REQUIRED TASK ->
Answer these questions using the forum post on slow Cassandra startup:
(a) How many nodes are in the cluster, and what replication factor is set?
(b) What value is given for max_hint_window?
(c) How many times has the hint file dated April 16, 2021 been sent?

SOURCE TEXT ->
__________________________________________________
- Cassandra 3.11.6 on Win10.
- 5 node cluster all in one DC with RF=5 yet they are across the world
- Writes at either LocalOne or LocalQuorum.
- Known intermittent network issues.
- Database load about 82Gib
- All our tables are gc_grace_seconds = 864000
- max_hint_window = 3 hours
- max_hint_file_size_in_mb = 128
- max_hints_delivery_threads = 2
- write_request_timeout_in_ms = 20000
- repair runs 1x a week successfully
- we use TWCS on some tables and we use our own sstablemetadata max time inspection, then stop C and delete sstables off disk to purge old data, requiring a rolling restart of C on each node. (expire not an option for us)
Startup time seems to increase every time C is restarted on one of the nodes. Pause is always before "Initializing index summary..". We are suspicious of the number of hint files or perhaps corrupt hints files. We understand the root cause is due to the network problems and/or overloaded nodes which currently is beyond our control. My questions:
1) Can an accumulation of hints files be the root cause of the pause at the point in startup shown in the logs below? If not, what could be?
INFO [main] 2021-09-16 19:13:42,708 QueryProcessor.java:163 - Preloaded 447 prepared statements INFO [main] 2021-09-16 19:13:42,708 StorageService.java:657 - Cassandra version: 3.11.6 INFO [main] 2021-09-16 19:13:42,708 StorageService.java:658 - Thrift API version: 20.1.0 INFO [main] 2021-09-16 19:13:42,709 StorageService.java:659 - CQL supported versions: 3.4.4 (default: 3.4.4) INFO [main] 2021-09-16 19:13:42,709 StorageService.java:661 - Native protocol supported versions: 3/v3, 4/v4, 5/v5-beta (default: 4/v4) INFO [main] 2021-09-16 19:51:32,688 IndexSummaryManager.java:87 - Initializing index summary
2) C logs show many hints files are successful sent (HintsDispatcherExecutor logs for finished and HintsStore for deleted). In addition, there are thousands dropped due to high "mean cross-node dropped latency" which ranges from seconds to 2 minutes. Would increasing the max_hints_delivery_threads possibly aid in the drop latency? Is the drop due to a long queue time?
3) One hint file we have identified is dated April 16, 2021 (from its name uuid-timestamp-version) and has been sent 91,061 times despite other logs showing some successful finished hints to this node. Could it be that this file is corrupt?
4) When a hint file is partial, does that mean that each piece is max_hint_file_size_in_mb? We have some that are "Finished hinted handoff of file ..., partially" and broken into 20 messages of that filename before completing.
Thanks for your time!
__________________________________________________
(Rows from a point labeling set)
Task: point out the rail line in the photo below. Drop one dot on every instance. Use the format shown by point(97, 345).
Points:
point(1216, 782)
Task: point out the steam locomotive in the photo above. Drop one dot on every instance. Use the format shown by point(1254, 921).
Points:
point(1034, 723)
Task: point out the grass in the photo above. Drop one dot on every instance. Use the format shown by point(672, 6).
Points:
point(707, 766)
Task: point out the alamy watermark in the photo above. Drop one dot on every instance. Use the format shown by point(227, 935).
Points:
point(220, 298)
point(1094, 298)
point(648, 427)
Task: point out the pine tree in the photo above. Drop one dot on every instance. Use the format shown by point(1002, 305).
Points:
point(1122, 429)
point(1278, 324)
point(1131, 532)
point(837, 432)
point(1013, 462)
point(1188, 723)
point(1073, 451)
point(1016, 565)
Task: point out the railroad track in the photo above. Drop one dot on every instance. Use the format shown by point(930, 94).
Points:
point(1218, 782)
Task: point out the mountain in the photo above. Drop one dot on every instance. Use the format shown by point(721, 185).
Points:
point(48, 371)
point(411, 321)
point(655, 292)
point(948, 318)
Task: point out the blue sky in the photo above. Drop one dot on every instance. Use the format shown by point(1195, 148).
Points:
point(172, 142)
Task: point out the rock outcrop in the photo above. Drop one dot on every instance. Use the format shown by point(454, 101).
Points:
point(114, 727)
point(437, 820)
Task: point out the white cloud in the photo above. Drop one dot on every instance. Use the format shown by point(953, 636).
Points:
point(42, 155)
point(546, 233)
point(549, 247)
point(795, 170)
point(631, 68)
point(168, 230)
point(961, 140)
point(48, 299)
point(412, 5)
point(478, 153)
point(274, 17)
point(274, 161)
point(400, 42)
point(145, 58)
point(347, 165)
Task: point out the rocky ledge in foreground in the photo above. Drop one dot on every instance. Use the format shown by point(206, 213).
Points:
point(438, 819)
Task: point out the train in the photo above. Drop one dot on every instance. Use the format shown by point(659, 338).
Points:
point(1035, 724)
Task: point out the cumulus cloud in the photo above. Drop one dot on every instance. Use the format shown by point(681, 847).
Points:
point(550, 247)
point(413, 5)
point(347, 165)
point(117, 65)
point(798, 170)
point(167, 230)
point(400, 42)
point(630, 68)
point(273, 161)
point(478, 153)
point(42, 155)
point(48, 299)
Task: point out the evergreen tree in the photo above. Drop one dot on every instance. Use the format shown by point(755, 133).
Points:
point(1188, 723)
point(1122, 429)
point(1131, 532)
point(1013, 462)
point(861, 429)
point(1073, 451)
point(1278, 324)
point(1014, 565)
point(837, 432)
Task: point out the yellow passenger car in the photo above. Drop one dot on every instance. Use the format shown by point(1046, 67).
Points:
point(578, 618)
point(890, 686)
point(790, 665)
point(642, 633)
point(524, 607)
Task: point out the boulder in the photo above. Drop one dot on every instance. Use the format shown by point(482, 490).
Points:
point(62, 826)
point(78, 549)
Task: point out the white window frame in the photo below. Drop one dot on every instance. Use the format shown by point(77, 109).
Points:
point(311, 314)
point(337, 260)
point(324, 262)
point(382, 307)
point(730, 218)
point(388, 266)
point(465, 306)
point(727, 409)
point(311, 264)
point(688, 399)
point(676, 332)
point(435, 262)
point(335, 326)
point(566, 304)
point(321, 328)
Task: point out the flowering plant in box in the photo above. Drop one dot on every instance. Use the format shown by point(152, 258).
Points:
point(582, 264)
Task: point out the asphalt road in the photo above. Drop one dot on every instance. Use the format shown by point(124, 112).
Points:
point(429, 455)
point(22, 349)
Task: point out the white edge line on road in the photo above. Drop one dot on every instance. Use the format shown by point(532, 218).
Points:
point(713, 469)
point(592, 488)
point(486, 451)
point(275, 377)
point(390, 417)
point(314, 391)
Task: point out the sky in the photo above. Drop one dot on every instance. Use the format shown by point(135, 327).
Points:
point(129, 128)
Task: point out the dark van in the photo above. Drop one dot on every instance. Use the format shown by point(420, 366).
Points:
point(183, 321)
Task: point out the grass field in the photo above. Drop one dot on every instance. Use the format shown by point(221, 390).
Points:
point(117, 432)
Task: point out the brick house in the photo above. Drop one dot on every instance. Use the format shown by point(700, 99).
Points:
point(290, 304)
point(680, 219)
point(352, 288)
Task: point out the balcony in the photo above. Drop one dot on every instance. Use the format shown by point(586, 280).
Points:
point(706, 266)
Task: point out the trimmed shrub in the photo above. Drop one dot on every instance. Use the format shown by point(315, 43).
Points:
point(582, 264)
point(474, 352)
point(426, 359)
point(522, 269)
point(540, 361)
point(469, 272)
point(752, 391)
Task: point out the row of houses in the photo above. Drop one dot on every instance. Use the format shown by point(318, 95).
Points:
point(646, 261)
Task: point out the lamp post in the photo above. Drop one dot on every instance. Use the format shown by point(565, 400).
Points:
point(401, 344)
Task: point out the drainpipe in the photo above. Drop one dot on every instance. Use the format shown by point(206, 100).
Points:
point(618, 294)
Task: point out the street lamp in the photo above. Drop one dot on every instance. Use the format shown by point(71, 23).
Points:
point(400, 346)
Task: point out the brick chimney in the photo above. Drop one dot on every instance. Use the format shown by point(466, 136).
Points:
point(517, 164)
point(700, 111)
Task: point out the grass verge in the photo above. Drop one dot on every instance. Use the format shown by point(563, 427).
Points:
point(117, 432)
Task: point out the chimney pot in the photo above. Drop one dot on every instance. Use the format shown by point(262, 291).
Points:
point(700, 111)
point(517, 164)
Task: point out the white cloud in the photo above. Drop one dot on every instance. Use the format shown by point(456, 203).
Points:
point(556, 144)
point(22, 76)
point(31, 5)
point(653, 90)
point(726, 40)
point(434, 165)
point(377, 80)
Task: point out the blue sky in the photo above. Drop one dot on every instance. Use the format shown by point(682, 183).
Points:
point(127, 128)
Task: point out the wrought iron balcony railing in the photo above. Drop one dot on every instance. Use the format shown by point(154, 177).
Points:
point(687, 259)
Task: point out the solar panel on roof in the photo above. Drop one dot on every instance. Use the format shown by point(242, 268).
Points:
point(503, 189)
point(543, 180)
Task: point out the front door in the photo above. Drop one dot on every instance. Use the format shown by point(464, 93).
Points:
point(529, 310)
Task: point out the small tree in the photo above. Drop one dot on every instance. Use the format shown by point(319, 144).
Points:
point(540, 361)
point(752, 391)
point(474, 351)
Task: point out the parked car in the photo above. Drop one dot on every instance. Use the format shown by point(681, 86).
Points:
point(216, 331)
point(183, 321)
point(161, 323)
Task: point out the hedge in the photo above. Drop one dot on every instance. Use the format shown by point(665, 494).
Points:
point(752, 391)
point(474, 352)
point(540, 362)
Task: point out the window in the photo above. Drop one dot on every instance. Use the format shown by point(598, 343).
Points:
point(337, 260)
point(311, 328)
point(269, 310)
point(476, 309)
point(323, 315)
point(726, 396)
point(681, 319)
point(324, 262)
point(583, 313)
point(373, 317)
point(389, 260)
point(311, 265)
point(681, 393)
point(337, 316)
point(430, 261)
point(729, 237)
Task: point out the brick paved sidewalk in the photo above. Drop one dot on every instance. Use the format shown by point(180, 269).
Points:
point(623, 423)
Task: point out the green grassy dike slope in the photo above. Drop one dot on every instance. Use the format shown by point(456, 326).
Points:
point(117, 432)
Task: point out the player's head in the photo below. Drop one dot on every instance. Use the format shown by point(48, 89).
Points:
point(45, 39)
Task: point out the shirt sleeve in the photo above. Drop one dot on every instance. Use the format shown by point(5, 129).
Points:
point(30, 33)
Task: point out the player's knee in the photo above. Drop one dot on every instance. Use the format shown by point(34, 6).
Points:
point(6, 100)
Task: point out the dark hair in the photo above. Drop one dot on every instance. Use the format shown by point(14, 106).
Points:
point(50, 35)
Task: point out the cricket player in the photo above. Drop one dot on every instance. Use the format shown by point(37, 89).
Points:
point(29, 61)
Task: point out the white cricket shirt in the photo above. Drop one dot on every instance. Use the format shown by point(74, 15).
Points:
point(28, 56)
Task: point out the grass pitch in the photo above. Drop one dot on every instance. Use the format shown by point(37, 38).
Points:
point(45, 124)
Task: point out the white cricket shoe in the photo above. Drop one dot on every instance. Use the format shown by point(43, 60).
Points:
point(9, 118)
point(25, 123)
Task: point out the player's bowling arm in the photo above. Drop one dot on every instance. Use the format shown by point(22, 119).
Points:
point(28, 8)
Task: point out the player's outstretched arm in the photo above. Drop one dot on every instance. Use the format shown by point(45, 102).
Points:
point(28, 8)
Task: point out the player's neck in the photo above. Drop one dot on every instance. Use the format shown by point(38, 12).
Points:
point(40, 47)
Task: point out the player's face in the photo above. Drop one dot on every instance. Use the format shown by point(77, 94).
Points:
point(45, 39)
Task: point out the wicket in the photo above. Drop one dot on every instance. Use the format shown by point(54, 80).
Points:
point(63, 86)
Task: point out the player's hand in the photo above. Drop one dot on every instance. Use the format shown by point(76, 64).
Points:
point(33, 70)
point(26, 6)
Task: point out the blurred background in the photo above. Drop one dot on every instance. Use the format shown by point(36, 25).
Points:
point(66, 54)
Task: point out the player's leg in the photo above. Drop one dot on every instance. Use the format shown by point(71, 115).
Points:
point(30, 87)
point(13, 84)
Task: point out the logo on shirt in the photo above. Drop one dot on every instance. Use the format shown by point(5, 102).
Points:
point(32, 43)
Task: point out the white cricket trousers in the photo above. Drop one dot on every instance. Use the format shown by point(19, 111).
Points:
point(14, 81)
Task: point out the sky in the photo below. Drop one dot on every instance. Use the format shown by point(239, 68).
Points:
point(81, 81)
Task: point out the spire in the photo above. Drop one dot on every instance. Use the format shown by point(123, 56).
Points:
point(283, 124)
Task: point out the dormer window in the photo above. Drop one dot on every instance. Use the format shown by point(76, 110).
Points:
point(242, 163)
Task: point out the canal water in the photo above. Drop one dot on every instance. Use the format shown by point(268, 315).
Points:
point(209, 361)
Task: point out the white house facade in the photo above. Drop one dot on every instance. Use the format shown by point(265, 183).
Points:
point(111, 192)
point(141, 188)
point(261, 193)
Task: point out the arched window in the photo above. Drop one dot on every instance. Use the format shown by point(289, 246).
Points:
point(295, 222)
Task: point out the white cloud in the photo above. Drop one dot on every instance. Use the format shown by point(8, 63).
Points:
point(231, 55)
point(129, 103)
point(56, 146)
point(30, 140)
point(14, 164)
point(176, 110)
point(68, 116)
__________________________________________________
TASK RESPONSE ->
(a) The cluster has 5 nodes, with RF=5.
(b) It is set to 3 hours.
(c) It has been sent 91,061 times.